## DIRECTIVE 1
Pick out each line of the listing that contains the word "ball" and copy it out in full. Case counts.

## SELECTED EXTRACT
(begin)
In this article by Romeo Kienzler, the author of the book Mastering Apache Spark 2.x - Second Edition, we will see Apache Streaming module is a stream processing-based module within Apache Spark. It uses the Spark cluster to offer the ability to scale to a high degree. Being based on Spark, it is also highly fault tolerant, having the ability to rerun failed tasks by check-pointing the data stream that is being processed. The following areas will be covered in this article after an initial section, which will provide a practical overview of how Apache Spark processes stream-based data:

Error recovery and check-pointing
TCP-based stream processing
File streams
Kafka stream source

For each topic, we will provide a worked example in Scala, and will show how the stream-based architecture can be set up and tested.

(For more resources related to this topic, see here.)

Overview

The following diagram shows potential data sources for Apache Streaming, such as Kafka, Flume, and HDFS:

These feed into the Spark Streaming module, and are processed as Discrete Streams. The diagram also shows that other Spark module functionality, such as machine learning, can be used to process the stream-based data. The fully processed data can then be an output for HDFS, databases, or dashboards. This diagram is based on the one at the Spark streaming website, but we wanted to extend it for expressing the Spark module functionality:

When discussing Spark Discrete Streams, the previous figure, again taken from the Spark website at http://spark.apache.org/, is the diagram we like to use. The green boxes in the previous figure show the continuous data stream sent to Spark, being broken down into a Discrete Streams (DStream). The size of each element in the stream is then based on a batch time, which might be two seconds. It is also possible to create a window, expressed as the previous red box, over the DStream. For instance, when carrying out trend analysis in real time, it might be necessary to determine the top ten Twitter-based hashtags over a ten minute window.

So, given that Spark can be used for stream processing, how is a stream created? The following Scala-based code shows how a Twitter stream can be created. This example is simplified because Twitter authorization has not been included, but you get the idea.

The Spark Stream Context (SSC) is created using the Spark Context sc. A batch time is specified when it is created; in this case, 5 seconds. A Twitter-based DStream, called stream, is then created from the Streamingcontext using a window of 60 seconds:

val ssc    = new StreamingContext(sc, Seconds(5) )
val stream = TwitterUtils.createStream(ssc,None).window( Seconds(60) )

The stream processing can be started with the stream context start method (shown next), and the awaitTermination method indicates that it should process until stopped. So, if this code is embedded in a library-based application, it will run until the session is terminated, perhaps with a Crtl + C:

ssc.start()
ssc.awaitTermination()
(end)
## SUPPLIED RECORDS
(begin)
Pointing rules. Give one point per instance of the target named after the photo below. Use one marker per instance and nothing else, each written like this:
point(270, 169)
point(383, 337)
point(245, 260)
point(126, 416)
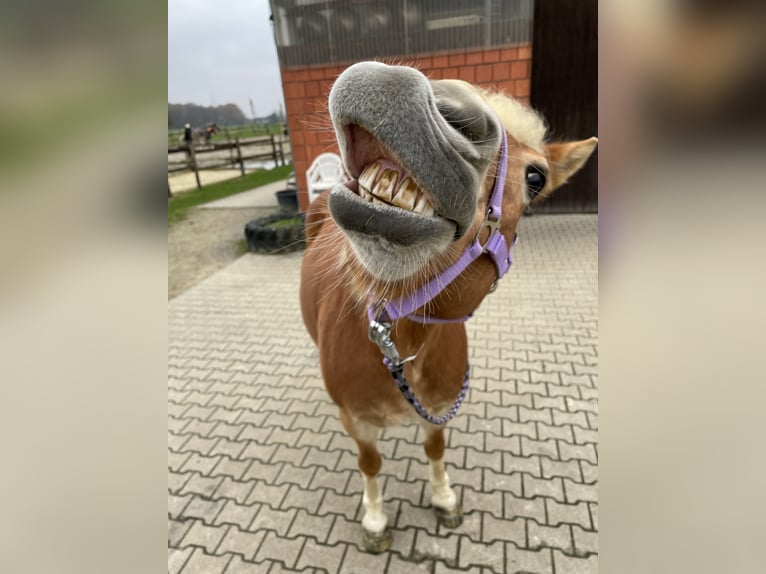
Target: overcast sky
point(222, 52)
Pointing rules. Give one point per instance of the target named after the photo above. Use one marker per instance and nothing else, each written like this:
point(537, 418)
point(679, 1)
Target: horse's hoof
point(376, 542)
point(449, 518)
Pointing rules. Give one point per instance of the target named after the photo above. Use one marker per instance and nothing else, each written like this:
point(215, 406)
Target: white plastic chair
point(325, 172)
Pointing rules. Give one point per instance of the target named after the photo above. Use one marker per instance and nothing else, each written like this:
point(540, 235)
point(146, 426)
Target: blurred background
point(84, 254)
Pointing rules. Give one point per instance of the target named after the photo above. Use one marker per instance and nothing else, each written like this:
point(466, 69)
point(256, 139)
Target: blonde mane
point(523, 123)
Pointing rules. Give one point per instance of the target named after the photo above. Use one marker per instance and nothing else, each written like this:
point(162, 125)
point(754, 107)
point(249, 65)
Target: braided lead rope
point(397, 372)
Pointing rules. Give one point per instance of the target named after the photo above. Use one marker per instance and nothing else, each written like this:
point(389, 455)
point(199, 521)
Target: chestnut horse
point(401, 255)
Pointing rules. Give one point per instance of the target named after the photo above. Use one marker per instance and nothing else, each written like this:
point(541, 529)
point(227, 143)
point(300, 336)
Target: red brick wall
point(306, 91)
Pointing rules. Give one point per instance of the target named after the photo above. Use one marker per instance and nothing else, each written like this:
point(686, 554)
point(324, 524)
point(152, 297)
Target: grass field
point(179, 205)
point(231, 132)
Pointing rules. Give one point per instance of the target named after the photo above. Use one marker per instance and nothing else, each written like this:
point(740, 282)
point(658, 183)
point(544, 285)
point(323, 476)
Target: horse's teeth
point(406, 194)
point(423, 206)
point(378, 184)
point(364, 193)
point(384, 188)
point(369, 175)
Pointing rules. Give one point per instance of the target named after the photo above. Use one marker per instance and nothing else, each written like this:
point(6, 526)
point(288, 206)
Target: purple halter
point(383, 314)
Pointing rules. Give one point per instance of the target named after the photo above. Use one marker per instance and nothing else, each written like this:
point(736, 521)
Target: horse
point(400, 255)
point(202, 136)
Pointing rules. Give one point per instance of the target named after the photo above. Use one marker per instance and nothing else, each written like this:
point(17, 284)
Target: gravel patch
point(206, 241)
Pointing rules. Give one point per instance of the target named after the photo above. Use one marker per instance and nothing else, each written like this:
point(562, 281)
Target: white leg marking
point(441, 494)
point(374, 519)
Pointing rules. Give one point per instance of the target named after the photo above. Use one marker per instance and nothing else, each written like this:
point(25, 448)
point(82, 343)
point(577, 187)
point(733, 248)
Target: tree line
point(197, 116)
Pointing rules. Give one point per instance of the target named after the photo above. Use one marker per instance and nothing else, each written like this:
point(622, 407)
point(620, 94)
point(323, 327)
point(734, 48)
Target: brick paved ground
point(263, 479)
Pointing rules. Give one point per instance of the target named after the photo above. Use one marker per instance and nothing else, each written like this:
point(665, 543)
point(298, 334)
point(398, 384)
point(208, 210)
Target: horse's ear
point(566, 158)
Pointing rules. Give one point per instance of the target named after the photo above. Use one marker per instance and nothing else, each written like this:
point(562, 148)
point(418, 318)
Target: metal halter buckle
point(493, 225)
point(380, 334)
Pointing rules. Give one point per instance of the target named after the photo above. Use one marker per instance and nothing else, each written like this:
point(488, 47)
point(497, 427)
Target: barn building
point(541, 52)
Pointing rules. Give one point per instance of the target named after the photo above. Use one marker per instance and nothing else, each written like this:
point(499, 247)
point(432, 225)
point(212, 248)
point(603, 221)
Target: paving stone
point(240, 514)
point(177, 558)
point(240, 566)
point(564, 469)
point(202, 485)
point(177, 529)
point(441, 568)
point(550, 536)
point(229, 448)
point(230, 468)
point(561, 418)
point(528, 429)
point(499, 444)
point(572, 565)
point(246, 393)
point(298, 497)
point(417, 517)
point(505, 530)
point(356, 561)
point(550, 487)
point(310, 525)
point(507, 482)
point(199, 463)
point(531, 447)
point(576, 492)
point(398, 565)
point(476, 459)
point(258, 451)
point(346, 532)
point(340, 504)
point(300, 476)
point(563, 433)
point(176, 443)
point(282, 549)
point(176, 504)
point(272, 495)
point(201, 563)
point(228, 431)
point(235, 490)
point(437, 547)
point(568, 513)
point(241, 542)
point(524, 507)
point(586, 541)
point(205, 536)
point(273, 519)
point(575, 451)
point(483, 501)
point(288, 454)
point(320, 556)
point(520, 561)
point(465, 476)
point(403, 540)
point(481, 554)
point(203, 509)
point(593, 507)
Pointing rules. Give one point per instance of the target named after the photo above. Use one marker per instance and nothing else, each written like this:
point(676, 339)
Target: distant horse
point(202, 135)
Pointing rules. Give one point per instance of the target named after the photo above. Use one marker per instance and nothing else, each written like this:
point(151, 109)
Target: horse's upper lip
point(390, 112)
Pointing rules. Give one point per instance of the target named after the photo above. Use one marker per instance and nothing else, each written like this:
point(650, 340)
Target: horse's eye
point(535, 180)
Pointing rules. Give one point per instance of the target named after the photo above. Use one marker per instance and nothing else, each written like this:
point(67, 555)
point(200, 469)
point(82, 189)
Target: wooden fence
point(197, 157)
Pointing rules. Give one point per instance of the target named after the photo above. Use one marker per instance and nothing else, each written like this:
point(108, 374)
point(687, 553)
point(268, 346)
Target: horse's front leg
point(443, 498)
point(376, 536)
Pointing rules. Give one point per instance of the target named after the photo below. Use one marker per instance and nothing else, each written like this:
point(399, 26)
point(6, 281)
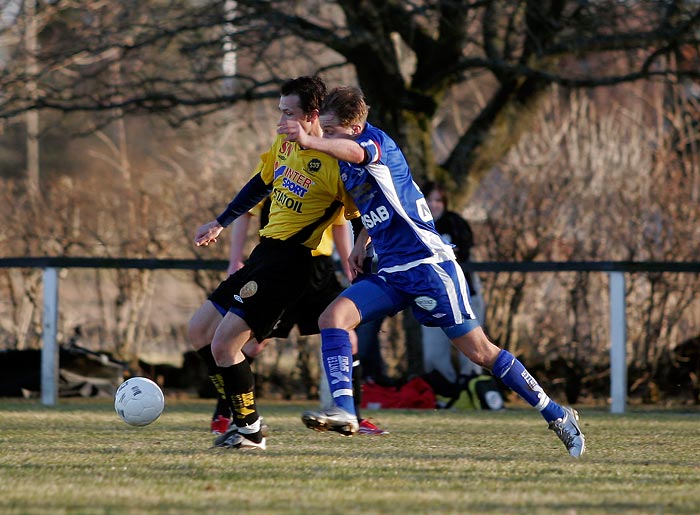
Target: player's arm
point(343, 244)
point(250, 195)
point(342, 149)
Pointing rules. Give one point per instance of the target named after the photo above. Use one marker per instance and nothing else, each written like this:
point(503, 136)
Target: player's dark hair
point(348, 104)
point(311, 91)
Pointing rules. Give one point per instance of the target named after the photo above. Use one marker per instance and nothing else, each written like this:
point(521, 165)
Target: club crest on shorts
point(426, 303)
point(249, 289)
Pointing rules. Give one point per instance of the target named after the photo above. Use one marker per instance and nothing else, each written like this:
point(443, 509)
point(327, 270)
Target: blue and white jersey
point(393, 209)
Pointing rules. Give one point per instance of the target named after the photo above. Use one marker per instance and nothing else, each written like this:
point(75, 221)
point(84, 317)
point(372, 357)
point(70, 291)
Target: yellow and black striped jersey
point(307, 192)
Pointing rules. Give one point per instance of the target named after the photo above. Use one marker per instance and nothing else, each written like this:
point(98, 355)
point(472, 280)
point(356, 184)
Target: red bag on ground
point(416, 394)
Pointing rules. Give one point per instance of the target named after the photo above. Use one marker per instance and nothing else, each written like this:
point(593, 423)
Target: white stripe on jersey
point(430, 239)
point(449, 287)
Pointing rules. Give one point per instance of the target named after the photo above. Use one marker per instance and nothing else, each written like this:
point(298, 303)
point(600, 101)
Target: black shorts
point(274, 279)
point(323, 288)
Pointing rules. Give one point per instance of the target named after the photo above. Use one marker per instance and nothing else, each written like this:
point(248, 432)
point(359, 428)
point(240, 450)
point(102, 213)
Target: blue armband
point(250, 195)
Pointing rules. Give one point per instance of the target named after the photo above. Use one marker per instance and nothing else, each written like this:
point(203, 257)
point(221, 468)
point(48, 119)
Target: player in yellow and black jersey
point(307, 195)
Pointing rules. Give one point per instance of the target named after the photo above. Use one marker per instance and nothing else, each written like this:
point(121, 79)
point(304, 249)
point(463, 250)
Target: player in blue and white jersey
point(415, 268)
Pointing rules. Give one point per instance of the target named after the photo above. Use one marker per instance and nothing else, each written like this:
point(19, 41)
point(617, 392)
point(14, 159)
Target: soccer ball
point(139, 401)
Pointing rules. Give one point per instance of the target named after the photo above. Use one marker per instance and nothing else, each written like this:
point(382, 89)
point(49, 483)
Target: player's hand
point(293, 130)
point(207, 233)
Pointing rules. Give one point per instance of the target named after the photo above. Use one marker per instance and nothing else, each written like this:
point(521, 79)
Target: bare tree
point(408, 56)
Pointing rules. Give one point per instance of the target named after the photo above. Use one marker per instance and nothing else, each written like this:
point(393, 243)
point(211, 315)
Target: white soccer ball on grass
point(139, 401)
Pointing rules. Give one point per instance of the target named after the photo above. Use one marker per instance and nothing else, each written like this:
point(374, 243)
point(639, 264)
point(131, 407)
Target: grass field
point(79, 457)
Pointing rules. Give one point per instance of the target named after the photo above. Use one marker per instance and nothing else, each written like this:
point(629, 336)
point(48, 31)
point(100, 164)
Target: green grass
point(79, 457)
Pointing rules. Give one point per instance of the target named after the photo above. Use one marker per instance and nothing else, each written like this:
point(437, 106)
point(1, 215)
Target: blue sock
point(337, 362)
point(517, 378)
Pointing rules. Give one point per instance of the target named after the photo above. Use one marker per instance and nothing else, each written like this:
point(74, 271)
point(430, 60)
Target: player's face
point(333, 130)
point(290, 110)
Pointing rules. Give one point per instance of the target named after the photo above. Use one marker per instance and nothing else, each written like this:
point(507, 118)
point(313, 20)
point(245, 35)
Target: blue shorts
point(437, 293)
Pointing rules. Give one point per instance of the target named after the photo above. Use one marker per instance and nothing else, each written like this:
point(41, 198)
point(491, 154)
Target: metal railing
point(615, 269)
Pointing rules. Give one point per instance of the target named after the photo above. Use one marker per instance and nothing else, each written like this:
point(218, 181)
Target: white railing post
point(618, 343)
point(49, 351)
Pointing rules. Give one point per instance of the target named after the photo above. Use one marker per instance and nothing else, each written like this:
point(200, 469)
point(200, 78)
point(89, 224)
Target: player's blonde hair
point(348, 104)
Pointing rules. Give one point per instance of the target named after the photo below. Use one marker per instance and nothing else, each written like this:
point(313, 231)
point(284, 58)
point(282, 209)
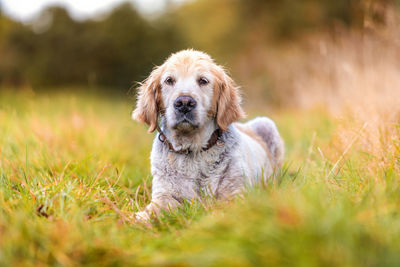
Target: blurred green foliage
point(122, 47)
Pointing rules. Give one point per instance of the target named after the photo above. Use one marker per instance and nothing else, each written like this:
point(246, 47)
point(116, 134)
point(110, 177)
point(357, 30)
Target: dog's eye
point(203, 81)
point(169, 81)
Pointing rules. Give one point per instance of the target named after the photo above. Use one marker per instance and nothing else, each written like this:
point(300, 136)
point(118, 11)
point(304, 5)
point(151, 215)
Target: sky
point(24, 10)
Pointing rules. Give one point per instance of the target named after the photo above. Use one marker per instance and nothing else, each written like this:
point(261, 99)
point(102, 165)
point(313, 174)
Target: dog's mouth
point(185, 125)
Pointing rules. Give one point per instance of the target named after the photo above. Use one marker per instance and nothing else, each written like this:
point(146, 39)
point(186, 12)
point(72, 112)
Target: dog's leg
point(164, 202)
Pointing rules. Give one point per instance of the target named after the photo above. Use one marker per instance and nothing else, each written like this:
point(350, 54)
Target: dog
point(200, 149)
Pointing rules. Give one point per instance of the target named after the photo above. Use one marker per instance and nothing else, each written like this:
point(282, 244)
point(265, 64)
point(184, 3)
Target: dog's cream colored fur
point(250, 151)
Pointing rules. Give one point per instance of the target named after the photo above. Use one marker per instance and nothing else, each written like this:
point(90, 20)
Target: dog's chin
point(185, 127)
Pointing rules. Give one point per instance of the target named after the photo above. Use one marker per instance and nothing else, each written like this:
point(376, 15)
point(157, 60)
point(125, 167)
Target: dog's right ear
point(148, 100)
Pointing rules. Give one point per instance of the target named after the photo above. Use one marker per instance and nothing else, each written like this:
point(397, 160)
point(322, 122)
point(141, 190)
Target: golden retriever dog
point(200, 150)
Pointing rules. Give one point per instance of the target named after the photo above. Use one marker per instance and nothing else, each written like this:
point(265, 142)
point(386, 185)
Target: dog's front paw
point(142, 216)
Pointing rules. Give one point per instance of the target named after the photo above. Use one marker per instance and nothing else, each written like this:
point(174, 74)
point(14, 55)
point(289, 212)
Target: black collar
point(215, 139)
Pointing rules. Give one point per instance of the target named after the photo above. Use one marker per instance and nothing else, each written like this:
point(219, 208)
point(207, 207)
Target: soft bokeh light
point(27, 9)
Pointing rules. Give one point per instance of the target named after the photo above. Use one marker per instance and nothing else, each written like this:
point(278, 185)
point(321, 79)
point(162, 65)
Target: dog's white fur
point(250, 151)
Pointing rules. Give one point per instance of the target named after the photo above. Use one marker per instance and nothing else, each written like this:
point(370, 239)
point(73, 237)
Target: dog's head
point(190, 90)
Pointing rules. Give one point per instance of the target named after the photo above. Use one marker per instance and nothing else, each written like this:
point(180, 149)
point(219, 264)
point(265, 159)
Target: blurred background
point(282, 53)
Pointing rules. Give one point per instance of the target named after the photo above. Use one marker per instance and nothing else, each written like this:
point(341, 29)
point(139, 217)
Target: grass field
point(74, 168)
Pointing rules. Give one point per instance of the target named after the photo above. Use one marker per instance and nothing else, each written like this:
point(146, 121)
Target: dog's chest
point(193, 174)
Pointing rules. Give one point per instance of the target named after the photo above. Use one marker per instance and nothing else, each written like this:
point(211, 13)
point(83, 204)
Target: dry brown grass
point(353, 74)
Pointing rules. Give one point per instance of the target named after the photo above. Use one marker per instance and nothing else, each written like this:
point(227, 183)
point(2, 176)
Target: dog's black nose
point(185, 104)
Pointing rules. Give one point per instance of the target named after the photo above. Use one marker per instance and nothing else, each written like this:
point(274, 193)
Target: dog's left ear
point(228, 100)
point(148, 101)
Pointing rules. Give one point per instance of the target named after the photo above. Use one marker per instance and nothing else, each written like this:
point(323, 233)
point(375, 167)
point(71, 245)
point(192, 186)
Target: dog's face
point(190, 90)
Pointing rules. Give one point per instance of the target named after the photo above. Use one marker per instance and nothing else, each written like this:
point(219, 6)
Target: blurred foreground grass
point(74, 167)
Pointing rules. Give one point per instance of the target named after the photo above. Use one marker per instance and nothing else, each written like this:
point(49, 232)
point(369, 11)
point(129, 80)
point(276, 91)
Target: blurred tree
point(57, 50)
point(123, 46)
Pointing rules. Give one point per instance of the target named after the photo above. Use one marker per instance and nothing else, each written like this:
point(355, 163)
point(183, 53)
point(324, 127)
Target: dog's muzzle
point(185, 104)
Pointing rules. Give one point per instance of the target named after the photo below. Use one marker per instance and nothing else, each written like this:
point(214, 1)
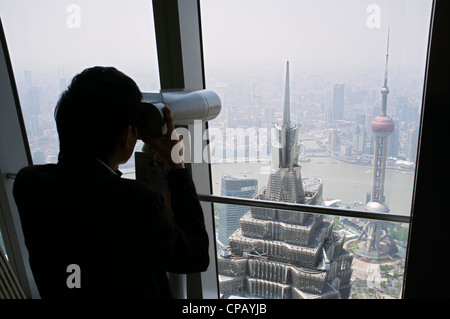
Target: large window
(end)
## DIRECTIVE 2
Continue the Spark Streaming article from the point where it stops.

## WRITTEN REPLY 1
Target: soccer ball
Target: white soccer ball on grass

## WRITTEN REPLY 2
This explains what Spark Streaming is, and what it does, but it does not explain error handling, or what to do if your stream-based application fails. The next section will examine Spark Streaming error management and recovery.

Errors and recovery

Generally, the question that needs to be asked for your application is; is it critical that you receive and process all the data? If not, then on failure you might just be able to restart the application and discard the missing or lost data. If this is not the case, then you will need to use check pointing, which will be described in the next section.

It is also worth noting that your application's error management should be robust and self-sufficient. What we mean by this is that; if an exception is non-critical, then manage the exception, perhaps log it, and continue processing. For instance, when a task reaches the maximum number of failures (specified by spark.task.maxFailures), it will terminate processing.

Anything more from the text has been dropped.